## Work to do
Count how many lines in the material below contain the word "wooden", and reply with only that number.
....
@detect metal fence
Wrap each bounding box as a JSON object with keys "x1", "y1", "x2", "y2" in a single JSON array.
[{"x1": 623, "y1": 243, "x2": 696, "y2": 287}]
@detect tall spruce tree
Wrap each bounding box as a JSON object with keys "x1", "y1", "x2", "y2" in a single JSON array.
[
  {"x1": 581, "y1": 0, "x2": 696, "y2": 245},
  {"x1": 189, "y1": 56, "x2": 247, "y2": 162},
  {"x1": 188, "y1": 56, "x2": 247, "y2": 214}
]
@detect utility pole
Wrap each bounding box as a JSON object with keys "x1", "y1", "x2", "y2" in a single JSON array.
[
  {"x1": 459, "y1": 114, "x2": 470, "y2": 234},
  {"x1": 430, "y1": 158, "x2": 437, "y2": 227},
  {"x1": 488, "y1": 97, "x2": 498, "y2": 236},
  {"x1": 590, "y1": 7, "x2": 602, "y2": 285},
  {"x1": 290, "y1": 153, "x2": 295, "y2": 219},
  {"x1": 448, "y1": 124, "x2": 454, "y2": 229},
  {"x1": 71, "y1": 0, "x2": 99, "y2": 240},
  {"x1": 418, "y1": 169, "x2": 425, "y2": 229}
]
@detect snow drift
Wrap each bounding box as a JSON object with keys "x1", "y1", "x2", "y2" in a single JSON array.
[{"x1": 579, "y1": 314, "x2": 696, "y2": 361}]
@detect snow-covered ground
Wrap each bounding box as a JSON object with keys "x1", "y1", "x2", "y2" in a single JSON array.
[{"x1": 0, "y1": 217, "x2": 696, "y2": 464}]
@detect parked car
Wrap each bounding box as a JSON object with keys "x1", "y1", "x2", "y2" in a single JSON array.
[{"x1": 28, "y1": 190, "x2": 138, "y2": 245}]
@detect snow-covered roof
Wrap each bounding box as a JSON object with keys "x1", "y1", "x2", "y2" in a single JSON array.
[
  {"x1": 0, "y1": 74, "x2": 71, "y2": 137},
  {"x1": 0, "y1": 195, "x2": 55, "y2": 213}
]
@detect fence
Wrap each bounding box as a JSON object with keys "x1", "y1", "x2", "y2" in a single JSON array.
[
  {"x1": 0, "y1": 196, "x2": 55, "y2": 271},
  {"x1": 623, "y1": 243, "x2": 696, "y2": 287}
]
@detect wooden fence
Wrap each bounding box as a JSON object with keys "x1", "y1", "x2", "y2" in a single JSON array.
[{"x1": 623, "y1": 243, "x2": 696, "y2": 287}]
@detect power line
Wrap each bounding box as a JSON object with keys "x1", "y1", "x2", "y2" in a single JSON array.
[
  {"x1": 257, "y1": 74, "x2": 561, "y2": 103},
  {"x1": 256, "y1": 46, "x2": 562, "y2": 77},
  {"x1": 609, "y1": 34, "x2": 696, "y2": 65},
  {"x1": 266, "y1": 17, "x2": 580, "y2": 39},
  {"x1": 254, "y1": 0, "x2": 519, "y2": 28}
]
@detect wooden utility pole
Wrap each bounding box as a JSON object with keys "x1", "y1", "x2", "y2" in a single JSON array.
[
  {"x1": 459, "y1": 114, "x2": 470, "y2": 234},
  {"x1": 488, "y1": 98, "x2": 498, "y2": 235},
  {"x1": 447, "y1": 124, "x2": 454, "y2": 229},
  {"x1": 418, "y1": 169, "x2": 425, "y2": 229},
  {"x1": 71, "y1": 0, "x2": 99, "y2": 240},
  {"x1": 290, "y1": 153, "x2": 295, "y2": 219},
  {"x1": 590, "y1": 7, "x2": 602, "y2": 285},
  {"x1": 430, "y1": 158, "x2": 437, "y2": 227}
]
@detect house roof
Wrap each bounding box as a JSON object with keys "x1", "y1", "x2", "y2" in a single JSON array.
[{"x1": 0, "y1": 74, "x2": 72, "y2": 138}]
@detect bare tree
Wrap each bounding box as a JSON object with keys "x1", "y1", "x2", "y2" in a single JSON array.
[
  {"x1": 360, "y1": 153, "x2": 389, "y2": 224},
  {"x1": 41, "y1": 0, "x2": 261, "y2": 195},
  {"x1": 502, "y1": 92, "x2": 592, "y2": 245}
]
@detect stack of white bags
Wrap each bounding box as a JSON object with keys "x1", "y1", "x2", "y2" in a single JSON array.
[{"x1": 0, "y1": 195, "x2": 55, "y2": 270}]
....
## Result for this task
2